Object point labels
==*==
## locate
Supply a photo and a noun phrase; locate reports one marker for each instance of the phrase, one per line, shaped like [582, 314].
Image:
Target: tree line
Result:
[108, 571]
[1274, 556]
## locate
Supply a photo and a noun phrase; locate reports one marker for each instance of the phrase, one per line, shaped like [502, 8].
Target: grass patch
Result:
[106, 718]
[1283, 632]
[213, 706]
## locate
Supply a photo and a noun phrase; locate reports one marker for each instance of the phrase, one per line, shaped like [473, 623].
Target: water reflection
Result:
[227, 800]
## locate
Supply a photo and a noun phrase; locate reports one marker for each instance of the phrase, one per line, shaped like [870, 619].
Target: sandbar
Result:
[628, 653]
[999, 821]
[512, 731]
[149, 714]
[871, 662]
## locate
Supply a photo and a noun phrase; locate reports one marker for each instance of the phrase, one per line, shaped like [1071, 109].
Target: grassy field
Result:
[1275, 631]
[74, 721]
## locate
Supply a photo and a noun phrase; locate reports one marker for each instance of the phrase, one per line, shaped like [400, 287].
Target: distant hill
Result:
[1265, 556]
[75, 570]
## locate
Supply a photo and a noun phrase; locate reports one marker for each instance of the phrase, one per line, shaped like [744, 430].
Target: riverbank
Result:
==*==
* **TASK GOAL**: Return each line of the data exactly as written above.

* **ANSWER**:
## locate
Supply a photo and a noun phrase; locate reports one marker for each instance of the phrase, one per line, shaped like [582, 314].
Image:
Target: tree line
Result:
[108, 571]
[1274, 556]
## locate
Supply a photo and a noun phrase; locate reports one marker for each instance of the phrase, one per line, shaped like [502, 8].
Target: grass patch
Result:
[106, 718]
[1283, 632]
[213, 706]
## locate
Supply a photo and a noun phrase; locate reports one marker for each instance of the phrase, one per line, shaped like [473, 623].
Target: water reflection
Result:
[227, 800]
## locate
Supply a photo and a noun phrase; locate reports one marker for each instance of the phrase, one per line, shaped like [870, 619].
Target: sandbar
Result:
[628, 653]
[999, 821]
[512, 731]
[149, 714]
[871, 662]
## locate
Supply a photo and a noun phrase; locate reports one marker for each instance of the phrase, one per line, shaped like [1071, 109].
Target: grassy field
Result:
[1275, 631]
[74, 721]
## locate
Supply a photo and a noun phrase; locate reports one marker for each instance of the phrase, one per line, shaped like [400, 287].
Target: distant hill
Result:
[1265, 556]
[75, 570]
## locate
Supply a photo and a noun phrase; locate reports one marker for each instance of the phrase, one per line, shaped like [744, 430].
Target: riverbank
Result:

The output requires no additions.